Extrait du document —
L’évolution contemporaine du coupleÀ partir du début des années 1970, le couple change progressivement et prend une fonction, à la fois de premier ordre et subjective : offrir l’affection nécessaire à l’épanouissement personnel de l’individu. Les attentes vis-à-vis du mariage évoluent aussi. Idéalement, le couple serait le règne de l’amour et de l’épanouissement mutuel. Le lien matrimonial trouve avant tout sa force dans le sentiment amoureux réciproque.
L’idéal conjugal n’est plus le même et il n’y a d’ailleurs plus forcément un seul idéal (le mariage) mais plusieurs. En témoigne le fait que la conjugalité (et c’est en ce sens que nous l’employons) ne désigne plus seulement le lien conjugal de l’époux et de l’épouse mais toutes les formes de couple, entre personnes de sexe différent ou de même sexe.
Il reste que cet idéal conjugal ou ces idéaux conjugaux s’appuient sur la recherche du bonheur. On attend de l’union beaucoup plus qu’autrefois et l’intensité de cette exigence est un des facteurs de précarité du couple : comment supporter l’échec et même les turbulences rencontrées par ce qui paraît un refuge et un appui essentiel dans la construction de soi ?
Ces attentes parlent donc aussi de la fin de l’union : le droit au bonheur s’oppose à la perpétuité. Le pacte amoureux, qu’il soit assorti ou non d’un contrat juridique doit pouvoir être rompu si le sentiment ne le légitime plus. Le couple est alors fondé sur un engagement conditionnel et correspond plus à un lien vécu qu’à un lien indissoluble.
L’émergence d’un pluralisme juridique des couplesL’amour, en tant que phénomène personnel, relève du « non-droit » (expression employée par le juriste français Jean Carbonnier pour désigner ce qui échappe au droit, ce que le droit n’a pas vocation à régir). Pour autant, le droit n’y reste pas totalement étranger en ce qu’il est à la base du lien conjugal susceptible de devenir lien juridique.

Votre travail —
1 - Répondez brièvement aux questions suivantes d’après l’extrait sur le couple :
(a) À partir de quand le couple commence-t-il à changer progressivement ?
(b) À quoi le droit au bonheur s’oppose-t-il ?
(c) Quel juriste a employé l’expression « non-droit » ?
2 - Reprenez la rédaction de l’extrait sur le couple après sa dernière phrase.
Les lignes plus bas n’ont aucun lien avec l’extrait sur le couple.

Données —
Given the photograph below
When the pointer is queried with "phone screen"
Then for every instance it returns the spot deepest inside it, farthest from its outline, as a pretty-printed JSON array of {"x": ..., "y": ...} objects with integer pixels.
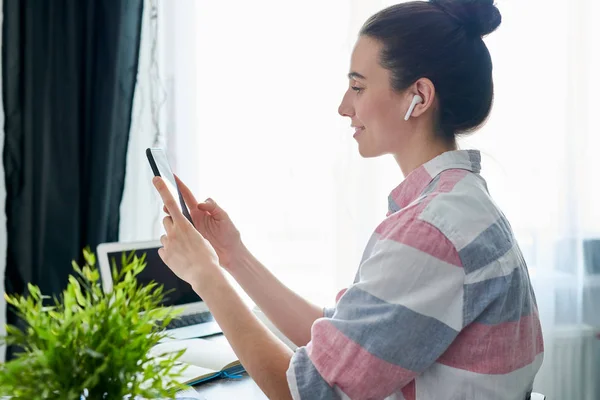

Réponses dans l’ordre —
1 -
(a) À partir du début des années 1970.
(b) À la perpétuité.
(c) Le juriste français Jean Carbonnier.

2 -
En effet, le droit s’intéresse forcément au couple quand est recherchée une reconnaissance juridique : lorsqu’on veut traduire le couple en droit c’est-à-dire lorsque le lien affectif se double d’un lien juridique. À ce sujet, la loi du 15 novembre 1999 relative au pacte civil de solidarité (Pacs) a mis en place une diversité des offres de couples. Le code civil propose donc à présent trois formes juridiques de couples : le mariage, le Pacs et le concubinage.
L’émergence de ce pluralisme juridique fait écho à un pluralisme que l’on peut qualifier d’empirique et fait de vécus multiples du fait de la diversité grandissante des relations de couple et des relations familiales. L’augmentation du nombre de couples vivant chacun chez soi en est un bon exemple.
Une telle émergence emporte avec elle la perte de l’exclusivité du mariage qui n’est devenu qu’une forme d’union parmi d’autres et plus facilement rompue qu’autrefois.
Les évolutions juridiques successives en matière d’union et les efforts d’adaptations du droit au fait social se sont opérés de plusieurs manières. Tout d’abord, le changement est venu de la création d’un nouveau statut juridique, le Pacs, qui suit la même trame que celui du mariage même s’il est moins abouti et parfois qualifié d’embryonnaire.
Le Pacs peut être vu comme un « mini-mariage », même si la logique patrimoniale est ici inversée par rapport à celle du mariage : il n’y a pas de masse commune de biens, sauf volonté contraire. Ainsi, on s’engage moins que pour le mariage sauf si on en décide autrement. Ensuite, cette évolution s’est traduite par l’ouverture de l’institution matrimoniale à de nouvelles personnes avec l’ouverture du mariage aux couples de même sexe et, par là même, la possibilité pour ces couples d’accéder à l’adoption d’enfants.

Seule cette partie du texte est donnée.